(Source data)
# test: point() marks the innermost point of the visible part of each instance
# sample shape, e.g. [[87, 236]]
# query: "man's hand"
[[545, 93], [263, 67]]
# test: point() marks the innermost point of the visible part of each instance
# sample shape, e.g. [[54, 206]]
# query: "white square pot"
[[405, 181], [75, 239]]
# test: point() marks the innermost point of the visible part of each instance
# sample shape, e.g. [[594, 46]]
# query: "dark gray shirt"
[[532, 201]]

---

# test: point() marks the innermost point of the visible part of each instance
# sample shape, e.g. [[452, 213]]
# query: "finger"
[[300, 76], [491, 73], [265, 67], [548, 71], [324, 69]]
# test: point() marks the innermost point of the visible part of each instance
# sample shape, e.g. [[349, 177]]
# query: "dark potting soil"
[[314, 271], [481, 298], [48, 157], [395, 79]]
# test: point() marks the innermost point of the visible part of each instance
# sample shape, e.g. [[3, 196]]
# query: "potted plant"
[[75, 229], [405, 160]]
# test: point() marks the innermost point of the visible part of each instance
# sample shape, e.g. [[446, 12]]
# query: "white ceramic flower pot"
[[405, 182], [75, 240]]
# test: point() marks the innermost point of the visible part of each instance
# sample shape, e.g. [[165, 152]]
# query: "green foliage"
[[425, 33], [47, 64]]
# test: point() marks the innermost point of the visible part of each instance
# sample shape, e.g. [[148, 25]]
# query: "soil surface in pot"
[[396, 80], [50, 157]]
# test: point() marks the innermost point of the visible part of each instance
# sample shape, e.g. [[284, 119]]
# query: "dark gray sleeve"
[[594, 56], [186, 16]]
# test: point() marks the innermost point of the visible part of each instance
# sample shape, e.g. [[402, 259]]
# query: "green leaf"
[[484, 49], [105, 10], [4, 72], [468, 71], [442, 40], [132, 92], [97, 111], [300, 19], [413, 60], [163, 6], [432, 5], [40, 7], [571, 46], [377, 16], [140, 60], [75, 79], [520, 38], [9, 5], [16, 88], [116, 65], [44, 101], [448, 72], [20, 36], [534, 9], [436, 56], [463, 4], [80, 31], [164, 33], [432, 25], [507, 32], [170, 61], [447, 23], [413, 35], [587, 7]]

==

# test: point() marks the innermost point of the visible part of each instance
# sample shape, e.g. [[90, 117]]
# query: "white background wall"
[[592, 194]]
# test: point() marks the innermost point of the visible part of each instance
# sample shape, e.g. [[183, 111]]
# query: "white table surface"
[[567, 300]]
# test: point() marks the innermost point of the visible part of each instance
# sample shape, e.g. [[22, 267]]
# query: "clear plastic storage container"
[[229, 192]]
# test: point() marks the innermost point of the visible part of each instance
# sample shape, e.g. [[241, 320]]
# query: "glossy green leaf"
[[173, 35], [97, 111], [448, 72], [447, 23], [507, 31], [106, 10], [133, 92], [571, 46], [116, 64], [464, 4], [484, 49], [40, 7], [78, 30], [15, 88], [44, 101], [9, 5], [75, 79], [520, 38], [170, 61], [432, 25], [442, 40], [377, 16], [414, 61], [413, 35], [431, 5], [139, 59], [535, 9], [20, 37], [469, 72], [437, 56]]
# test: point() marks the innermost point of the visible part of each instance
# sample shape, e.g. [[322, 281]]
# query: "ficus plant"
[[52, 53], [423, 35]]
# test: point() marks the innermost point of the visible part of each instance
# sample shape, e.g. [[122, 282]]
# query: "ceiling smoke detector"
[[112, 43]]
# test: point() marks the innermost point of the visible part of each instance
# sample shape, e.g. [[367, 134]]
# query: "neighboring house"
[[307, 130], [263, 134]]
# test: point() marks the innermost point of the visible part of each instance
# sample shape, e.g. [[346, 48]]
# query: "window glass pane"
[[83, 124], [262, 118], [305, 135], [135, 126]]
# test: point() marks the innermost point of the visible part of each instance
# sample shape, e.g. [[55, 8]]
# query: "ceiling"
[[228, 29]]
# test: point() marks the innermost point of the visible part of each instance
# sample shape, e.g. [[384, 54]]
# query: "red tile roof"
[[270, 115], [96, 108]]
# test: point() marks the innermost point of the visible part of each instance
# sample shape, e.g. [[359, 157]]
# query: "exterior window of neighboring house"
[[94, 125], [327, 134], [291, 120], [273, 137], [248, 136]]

*Written instruction*:
State how many lines of the listing contain the string "soil". Give only the number.

*Response*:
2